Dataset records
_ _ _

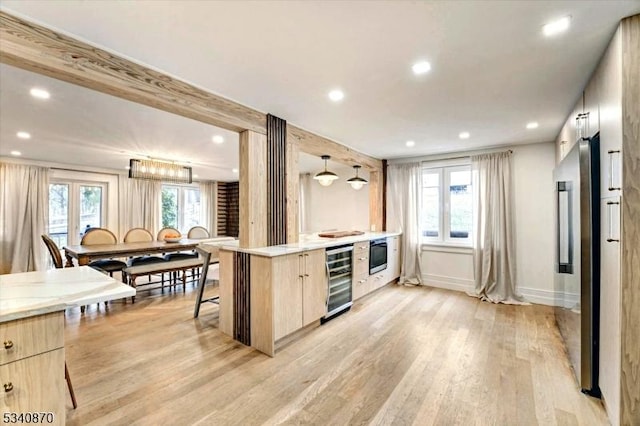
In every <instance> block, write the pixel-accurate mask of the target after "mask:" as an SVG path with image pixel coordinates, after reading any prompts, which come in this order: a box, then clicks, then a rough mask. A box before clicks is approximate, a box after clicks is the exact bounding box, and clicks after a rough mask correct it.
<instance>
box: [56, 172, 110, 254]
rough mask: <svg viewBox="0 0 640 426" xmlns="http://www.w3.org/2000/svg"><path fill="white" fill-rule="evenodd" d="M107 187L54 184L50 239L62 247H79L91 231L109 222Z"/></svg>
mask: <svg viewBox="0 0 640 426" xmlns="http://www.w3.org/2000/svg"><path fill="white" fill-rule="evenodd" d="M106 196H107V185H106V184H104V183H96V182H73V181H52V182H51V183H50V184H49V236H50V237H51V238H52V239H53V240H54V241H55V242H56V244H58V247H60V248H62V247H64V246H65V245H73V244H80V240H81V239H82V236H83V235H84V233H85V231H86V230H87V229H89V228H98V227H103V226H104V224H105V223H106V201H105V200H106Z"/></svg>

_ _ _

◆ **Problem requirements**:
Please repeat the entries exactly. Do not include the pictures.

◆ **Task response**:
In every <instance> block, write the pixel-accurate mask of the target after "mask:" as an SVG path with image pixel coordinates, after reading any prompts, which come in this order: a box, then clicks, then a rough mask. A box before clicks is approximate, a box after clicks is the exact bounding box, and clicks after a rough mask correct it.
<instance>
box: [56, 172, 110, 254]
rough mask: <svg viewBox="0 0 640 426" xmlns="http://www.w3.org/2000/svg"><path fill="white" fill-rule="evenodd" d="M107 187L54 184L50 239L62 247H79L91 231L109 222Z"/></svg>
mask: <svg viewBox="0 0 640 426" xmlns="http://www.w3.org/2000/svg"><path fill="white" fill-rule="evenodd" d="M106 196H107V185H106V184H104V183H96V182H73V181H52V182H51V183H50V184H49V236H50V237H51V238H52V239H53V240H54V241H55V242H56V244H58V247H60V248H62V247H64V246H65V245H73V244H80V240H81V239H82V236H83V235H84V233H85V231H86V230H87V229H89V228H98V227H103V226H104V224H105V223H106V201H105V200H106Z"/></svg>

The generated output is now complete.